• Exercise prompt: Treat the line containing "the form (207,241);" as the first line and the final line of the material below as the last; reproduce that range exactly.

• Provided data:
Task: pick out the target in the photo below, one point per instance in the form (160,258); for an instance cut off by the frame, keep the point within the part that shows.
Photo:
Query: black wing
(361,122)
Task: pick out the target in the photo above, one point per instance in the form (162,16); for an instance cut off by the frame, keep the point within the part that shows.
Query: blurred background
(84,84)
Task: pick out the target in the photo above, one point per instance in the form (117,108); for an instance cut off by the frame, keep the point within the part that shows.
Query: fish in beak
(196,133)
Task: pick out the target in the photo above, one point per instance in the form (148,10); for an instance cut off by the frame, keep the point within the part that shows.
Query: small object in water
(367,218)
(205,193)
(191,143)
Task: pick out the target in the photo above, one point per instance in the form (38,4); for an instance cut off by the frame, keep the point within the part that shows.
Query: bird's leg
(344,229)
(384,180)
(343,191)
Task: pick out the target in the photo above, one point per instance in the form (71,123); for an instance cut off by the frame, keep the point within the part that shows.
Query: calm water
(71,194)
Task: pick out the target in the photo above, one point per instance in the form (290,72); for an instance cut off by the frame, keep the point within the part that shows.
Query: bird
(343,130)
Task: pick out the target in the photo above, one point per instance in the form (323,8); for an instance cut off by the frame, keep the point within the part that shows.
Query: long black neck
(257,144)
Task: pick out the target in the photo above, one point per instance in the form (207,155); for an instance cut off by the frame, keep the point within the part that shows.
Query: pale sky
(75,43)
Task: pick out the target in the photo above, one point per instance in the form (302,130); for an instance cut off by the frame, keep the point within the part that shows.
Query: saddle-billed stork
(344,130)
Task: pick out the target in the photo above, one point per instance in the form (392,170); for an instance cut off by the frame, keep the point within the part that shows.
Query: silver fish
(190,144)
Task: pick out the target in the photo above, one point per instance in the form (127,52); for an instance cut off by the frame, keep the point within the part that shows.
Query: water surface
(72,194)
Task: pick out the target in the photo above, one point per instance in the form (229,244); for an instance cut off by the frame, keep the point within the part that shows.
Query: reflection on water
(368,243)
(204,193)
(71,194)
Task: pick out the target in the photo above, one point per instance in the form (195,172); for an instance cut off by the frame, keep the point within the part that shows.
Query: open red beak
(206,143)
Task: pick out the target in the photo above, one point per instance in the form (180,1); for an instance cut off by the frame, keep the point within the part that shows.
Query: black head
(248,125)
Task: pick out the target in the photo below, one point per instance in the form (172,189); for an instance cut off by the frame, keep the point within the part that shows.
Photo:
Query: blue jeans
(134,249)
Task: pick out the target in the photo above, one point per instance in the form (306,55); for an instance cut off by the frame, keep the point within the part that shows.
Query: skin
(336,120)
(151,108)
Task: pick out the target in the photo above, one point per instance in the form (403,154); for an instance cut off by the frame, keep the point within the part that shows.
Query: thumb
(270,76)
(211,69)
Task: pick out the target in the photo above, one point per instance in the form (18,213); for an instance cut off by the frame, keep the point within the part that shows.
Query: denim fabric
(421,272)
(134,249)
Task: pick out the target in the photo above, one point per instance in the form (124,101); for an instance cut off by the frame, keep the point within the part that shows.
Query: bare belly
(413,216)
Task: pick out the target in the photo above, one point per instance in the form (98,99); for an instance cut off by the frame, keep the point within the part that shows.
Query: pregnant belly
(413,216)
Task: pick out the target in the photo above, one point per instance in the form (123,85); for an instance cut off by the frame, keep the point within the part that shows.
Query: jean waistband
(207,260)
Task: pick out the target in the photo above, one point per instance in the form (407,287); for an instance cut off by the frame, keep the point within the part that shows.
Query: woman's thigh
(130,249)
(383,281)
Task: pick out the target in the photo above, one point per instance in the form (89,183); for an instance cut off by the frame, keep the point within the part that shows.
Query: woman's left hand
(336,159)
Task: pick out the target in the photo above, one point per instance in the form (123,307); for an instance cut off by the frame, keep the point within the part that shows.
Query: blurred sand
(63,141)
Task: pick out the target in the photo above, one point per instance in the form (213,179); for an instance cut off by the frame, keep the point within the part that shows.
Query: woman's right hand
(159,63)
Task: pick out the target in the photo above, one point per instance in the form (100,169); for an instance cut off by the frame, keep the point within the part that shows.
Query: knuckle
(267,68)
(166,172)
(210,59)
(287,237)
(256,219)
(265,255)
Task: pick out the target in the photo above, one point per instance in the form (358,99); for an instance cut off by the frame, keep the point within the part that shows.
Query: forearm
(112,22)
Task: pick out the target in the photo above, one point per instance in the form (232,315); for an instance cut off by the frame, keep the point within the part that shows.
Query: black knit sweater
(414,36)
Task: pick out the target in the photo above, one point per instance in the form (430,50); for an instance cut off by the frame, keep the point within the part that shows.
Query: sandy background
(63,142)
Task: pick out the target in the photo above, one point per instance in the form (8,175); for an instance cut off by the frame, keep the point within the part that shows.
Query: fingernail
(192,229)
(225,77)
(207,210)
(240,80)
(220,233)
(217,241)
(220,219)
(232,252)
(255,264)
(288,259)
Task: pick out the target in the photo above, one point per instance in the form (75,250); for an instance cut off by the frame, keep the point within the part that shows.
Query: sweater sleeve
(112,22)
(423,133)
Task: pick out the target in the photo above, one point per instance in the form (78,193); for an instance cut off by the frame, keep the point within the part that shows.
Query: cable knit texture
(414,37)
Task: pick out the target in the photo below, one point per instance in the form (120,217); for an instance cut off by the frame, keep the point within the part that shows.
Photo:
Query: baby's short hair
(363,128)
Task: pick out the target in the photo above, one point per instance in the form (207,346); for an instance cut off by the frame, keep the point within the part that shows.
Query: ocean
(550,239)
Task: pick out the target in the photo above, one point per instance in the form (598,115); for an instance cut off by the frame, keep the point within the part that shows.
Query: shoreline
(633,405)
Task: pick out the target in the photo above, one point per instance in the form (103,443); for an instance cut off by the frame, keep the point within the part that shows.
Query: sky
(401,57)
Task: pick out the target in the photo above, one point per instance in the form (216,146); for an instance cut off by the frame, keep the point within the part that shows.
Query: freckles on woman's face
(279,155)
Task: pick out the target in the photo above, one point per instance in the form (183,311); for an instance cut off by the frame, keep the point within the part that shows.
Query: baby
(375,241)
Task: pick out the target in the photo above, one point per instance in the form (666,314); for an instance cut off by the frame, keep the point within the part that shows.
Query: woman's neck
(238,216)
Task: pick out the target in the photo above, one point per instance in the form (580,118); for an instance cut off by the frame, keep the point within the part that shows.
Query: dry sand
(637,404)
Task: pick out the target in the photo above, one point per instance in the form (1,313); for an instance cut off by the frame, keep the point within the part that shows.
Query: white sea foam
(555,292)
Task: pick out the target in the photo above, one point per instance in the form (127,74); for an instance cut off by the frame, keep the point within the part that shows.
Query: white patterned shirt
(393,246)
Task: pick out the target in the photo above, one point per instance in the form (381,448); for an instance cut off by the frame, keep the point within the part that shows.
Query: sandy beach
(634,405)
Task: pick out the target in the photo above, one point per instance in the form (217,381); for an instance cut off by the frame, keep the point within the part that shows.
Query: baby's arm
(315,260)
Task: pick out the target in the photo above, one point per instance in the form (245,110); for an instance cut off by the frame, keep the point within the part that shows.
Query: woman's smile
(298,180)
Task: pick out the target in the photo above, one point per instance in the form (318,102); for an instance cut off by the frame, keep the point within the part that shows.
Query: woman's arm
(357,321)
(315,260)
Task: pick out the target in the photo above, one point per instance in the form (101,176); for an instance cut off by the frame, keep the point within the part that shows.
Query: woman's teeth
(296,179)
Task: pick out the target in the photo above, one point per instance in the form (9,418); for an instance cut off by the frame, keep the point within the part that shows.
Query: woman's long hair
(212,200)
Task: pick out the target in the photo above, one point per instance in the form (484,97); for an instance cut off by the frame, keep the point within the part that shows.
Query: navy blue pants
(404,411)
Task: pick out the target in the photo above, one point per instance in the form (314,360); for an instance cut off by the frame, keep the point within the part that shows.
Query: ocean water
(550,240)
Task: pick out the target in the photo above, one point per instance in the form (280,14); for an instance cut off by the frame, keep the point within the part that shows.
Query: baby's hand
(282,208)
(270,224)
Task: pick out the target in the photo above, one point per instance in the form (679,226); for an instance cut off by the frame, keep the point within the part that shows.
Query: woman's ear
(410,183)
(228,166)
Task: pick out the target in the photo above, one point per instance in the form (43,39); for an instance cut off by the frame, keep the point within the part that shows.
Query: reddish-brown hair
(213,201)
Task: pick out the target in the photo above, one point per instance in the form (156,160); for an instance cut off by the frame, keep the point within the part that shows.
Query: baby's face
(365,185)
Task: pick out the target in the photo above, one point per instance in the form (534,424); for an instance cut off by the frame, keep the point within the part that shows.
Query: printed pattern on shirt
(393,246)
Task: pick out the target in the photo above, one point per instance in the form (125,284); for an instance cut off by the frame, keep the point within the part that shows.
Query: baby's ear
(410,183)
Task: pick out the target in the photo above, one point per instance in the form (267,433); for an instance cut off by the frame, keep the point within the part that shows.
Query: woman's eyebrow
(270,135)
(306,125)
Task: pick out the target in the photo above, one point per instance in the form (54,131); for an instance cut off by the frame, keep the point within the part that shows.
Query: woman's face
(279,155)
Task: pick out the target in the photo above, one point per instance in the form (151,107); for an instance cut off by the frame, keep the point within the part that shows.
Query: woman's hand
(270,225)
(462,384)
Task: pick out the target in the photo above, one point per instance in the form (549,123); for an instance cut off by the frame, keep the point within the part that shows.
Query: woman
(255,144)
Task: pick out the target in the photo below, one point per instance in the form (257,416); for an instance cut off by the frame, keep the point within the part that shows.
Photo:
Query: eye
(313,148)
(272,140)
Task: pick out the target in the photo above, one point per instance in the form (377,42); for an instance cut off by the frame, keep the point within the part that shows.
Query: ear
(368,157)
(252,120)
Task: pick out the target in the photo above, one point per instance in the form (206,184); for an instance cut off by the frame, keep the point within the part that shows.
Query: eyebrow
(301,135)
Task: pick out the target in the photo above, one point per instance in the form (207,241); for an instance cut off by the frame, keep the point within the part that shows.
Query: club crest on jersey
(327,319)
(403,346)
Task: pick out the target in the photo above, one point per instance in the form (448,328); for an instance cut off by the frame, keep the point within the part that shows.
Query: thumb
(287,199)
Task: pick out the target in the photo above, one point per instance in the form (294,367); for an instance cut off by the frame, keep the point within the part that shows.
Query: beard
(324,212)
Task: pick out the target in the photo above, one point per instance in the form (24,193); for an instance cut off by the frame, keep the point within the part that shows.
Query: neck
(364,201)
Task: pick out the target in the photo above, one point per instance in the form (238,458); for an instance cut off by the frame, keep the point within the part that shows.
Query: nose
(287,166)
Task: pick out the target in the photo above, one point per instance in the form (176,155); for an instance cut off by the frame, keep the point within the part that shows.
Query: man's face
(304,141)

• Solution for this problem:
Task: pick out the target in the photo above, one point per instance in the form (207,241); for an instance cut off by the frame, keep the point within the part that shows.
Query: club crest on jersey
(327,319)
(403,346)
Task: pick out the target in the photo above, one point per instance in the form (448,328); for an instance cut off by the frame, keep the point within the part that shows.
Query: thumb
(287,199)
Task: pick out the target in the photo above, one point per instance in the form (294,367); for an instance cut off by the frame, keep the point within the part that shows.
Query: beard
(324,212)
Task: pick out the target in the photo above, one point per instance in the form (24,193); for an instance cut off by the frame, keep the point within the part that shows.
Query: neck
(364,201)
Task: pick out the target in the photo above, one point per instance in the form (238,458); for an instance cut off by the frame, keep the point within the part that shows.
Query: nose
(287,166)
Task: pick out the target in the photo above, one point per instance in the form (176,155); for an instance cut off by the frame, keep the point within the part that shows.
Query: man's face
(304,141)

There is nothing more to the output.